***** Given passage *****
Sing Aotearoa 2016

  • SING interns at Puketeraki marae

    SING interns at Puketeraki marae

  • SING interns doing DNA extraction exercise with Tanya Flynn.

    SING interns doing DNA extraction exercise with Tanya Flynn.

Summer internsip of indigenous peoples in genomics

The inaugural SING Aotearoa internship programme was led by Te Waka o Tama-rereti, an emerging network of Maori with interests in Genomics, Informatics and Technology.

Co-funded by the BioHeritage Challenge, SING Aotearoa was developed as part of the Vision Mātauranga Capability Fund led by the University of Waikato, University of Auckland, and the University of Otago with support from Nga Pae o te Māramatanga (the Māori Centre of Research Excellence), Genomics Aotearoa, and the Science for Technological Innovation Challenge.

The workshop was hosted at the University of Otago and supported by the Department of Biochemistry, the Department of Statistics, Genetics Otago, NZ Genomics Ltd and the Deputy Vice Chancellors Office. Out of town faculty and interns stayed at St Margarets College during the workshop and this provided excellent food and lots of opportunities for informal conversations.

Sixteen interns from across Aotearoa participated in the SING workshop. The interns ranged from high school students and PhD students to community members with backgrounds in science, law, humanities, and medicine.

The aim of the SING Aotearoa programme was to develop the interns understanding of genomics alongside some of the best researchers in New Zealand. We were also fortunate to have two faculty mentors from the SING USA program join us in Aotearoa. Dr Nanibaa Garrison and Dr Jessica Bardill added an international dimension to the program and brought their experience working with American Indian and Alaska Native interns.

In recent years there has been significant advances in the fields of genetics and genomics and an increasing focus on Māori populations and indigenous species.

All research conducted in Aotearoa New Zealand should involve consultation with Iwi Māori so it is important that Māori understand enough about the technical, ethical and cultural issues to engage researchers in robust discussions during that process.

While genetics has been a lightning rod for debate in past years this workshop provided a space to share ideas and thoughts in an informative way.

Ma te mohio ka marama, Ma te marama ka matau, Ma te matau ka ora.
Through awareness comes understanding, through understanding comes knowledge, through knowledge comes wellbeing.
***** Excerpted data *****
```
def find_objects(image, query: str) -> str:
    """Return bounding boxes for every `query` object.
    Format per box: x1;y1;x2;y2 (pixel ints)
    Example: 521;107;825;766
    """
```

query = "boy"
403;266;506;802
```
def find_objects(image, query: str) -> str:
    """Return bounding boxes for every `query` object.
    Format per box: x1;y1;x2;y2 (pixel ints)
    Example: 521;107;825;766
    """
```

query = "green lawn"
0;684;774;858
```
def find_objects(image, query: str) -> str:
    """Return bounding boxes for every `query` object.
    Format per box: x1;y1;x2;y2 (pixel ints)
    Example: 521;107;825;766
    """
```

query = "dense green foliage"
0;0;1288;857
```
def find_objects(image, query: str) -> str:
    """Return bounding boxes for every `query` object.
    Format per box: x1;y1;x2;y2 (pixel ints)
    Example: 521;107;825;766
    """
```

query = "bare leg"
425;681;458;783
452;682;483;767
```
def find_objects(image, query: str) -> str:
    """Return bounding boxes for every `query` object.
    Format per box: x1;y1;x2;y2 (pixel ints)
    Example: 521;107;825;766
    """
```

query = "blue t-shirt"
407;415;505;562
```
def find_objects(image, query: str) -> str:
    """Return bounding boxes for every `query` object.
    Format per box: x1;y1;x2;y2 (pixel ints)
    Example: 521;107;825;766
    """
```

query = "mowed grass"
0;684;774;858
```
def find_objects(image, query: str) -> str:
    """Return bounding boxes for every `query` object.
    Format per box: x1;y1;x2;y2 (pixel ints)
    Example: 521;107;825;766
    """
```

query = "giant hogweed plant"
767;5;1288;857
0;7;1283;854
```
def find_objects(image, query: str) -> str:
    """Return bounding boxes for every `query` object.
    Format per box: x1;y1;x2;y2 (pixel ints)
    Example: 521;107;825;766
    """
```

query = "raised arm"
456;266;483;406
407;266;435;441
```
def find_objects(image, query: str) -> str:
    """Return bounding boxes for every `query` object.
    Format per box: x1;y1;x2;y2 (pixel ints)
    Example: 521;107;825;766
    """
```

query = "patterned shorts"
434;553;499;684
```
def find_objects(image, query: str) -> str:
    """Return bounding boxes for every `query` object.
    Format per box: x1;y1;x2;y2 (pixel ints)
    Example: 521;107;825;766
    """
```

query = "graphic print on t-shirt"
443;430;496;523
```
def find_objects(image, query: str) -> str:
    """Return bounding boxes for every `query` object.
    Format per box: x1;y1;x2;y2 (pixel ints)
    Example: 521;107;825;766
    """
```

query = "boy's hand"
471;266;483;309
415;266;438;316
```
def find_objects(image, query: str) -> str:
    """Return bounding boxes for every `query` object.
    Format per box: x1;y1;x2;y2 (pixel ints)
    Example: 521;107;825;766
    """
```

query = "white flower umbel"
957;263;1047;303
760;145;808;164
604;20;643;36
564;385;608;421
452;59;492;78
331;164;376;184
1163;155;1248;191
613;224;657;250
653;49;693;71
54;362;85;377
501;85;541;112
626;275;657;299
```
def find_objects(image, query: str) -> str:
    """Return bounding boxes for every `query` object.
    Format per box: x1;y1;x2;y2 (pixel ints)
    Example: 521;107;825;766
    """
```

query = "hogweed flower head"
*****
Problems to solve.
(1) Reproduce the part of the SING Aotearoa 2016 page that begins at the words "All research conducted" and ends after the words "matau ka ora.".
(2) Answer these questions from the SING Aotearoa 2016 page:
(a) Which network led the inaugural SING Aotearoa internship programme?
(b) Where did out-of-town faculty and interns stay during the workshop?
(c) How many interns took part in the SING workshop?
None of the records are needed here.

Answers for each item.
(1)
All research conducted in Aotearoa New Zealand should involve consultation with Iwi Māori so it is important that Māori understand enough about the technical, ethical and cultural issues to engage researchers in robust discussions during that process.

While genetics has been a lightning rod for debate in past years this workshop provided a space to share ideas and thoughts in an informative way.

Ma te mohio ka marama, Ma te marama ka matau, Ma te matau ka ora.

(2)
(a) Te Waka o Tama-rereti
(b) St Margarets College
(c) Sixteen